═════ SELECTED EXCERPT ═════

Psychologist, Les Barbanell, Ed.D., wrote in The National Psychologist (May/June 2013) on the subject of compulsive pleasing. In his article he explained the criteria of what he and some others call The Caretaker Personality Disorder (CPD). I do not believe this disorder made it into the soon to be released DSM-5 (Diagnostic and Statistical Manual of Mental Disorders, Fifth Edition). Never-the-less, it helps us better understand the problem that, in my opinion, is not short on subjects.

Those suffering from CPD are compulsive pleasing who put others way ahead of themselves to their own detriment. They can’t seem to help themselves from sacrificing their own wants and needs to satisfy their own fear of offending and not pleasing or caretaking of others. They have great difficulty in saying “No” to the requests or expectations of others. They are guilt-ridden. They are commonly sensitive to rejection and have difficulty understanding why it seems to happen to them so often, especially since they are so giving. Barbanell says these people include those in the helping professions—doctors, nurses, therapists and religious leaders. To that list I would add many Christians, mostly women.

Scripture speaks much about caring, loving, attending to, accepting and giving to others and of self-sacrifice, but few direct comments about self-care. However, the latter is there in good measure and visible when time is taken to understand implications behind words of wisdom or commands. For example Paul in Acts 20:35 recounts the words of Jesus, “‘It is more blessed to give than receive.’” It doesn’t say it is only blessed to give, but more. And Philippians 2:2, 3 says, “regard one another as more important than yourselves; do not merely look out for your own personal interests, but also for the interests of others” (NASB). Many read this as forget yourself and always give to others. Yet, it clearly states we are to regard others as “more important” meaning we are also important. It doesn’t say always look out for the interests of others, but in addition to looking out for yourself, look out for others as well. The same can be said for the second great commandment to love your neighbor as yourself. We are expected to love ourselves, but not to the extent we forget or don’t care about others or become too self-centered.

═════

REQUIRED ACTIONS
1) Decide whether each statement below agrees with the passage on compulsive pleasing, answering yes or no and quoting the words of the text that decide it. (a) Barbanell's article appeared in The National Psychologist in May/June 2013. (b) The writer believes CPD was included in the DSM-5. (c) Barbanell names many Christians, mostly women, among the people with CPD.
2) Write the next part of the passage on compulsive pleasing, starting after its final sentence.

═════ INPUT DATA ═════

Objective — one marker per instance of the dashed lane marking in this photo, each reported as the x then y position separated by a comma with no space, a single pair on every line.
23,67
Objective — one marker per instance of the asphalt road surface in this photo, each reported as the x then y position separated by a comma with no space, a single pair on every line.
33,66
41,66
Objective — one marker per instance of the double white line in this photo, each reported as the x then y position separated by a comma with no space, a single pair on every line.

═════
═════ INPUT DATA ═════

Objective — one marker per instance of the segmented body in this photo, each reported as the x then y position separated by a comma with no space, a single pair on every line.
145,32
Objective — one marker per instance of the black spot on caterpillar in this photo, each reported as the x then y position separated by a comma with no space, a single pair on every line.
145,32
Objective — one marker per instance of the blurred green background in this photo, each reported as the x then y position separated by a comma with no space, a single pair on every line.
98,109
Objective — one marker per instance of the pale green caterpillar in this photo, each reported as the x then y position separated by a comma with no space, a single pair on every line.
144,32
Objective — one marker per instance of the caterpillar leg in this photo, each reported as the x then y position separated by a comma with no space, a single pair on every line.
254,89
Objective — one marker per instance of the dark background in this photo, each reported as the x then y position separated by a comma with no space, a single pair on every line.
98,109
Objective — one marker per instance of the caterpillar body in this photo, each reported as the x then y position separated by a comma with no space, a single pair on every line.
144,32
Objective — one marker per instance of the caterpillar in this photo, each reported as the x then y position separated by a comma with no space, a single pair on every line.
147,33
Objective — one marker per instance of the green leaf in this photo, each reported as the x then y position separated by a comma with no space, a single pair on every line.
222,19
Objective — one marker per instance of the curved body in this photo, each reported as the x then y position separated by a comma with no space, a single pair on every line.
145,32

═════

EXPECTED OUTPUTS
1)
(a) Yes: "wrote in The National Psychologist (May/June 2013)"
(b) No: "I do not believe this disorder made it into the soon to be released DSM-5"
(c) No: "To that list I would add many Christians, mostly women."

2)
Scripture also speaks to limitations on giving. Jesus withdrew Himself from needy people to be alone; He needed and took downtime. There were times He said "No" to the pressures of demanding and needy people to sleep, eat and take care of other needs—bodily and spiritual. Galatians 6:1 tells us to consider ourselves before jumping in to help someone else caught in a trespass. Sometimes we should say “NO” and not permit ourselves to help. If we don’t reasonably take care of ourselves—emotionally, physically, spiritually, and intellectually—we will have less to give to others and can even prove to be harmful to the receiver.

Giving because someone has a need or simply out of a desire to help or please another is commonly characteristic of a healthy Christian. But to give out of duty or obligation is near the line of unhealthy and is crossed when self-sacrifice is coupled with a feeling of being driven by fear, guilt, and/or poor self-esteem and not the Spirit of The Helper. Does God always say "Yes" to your every prayer?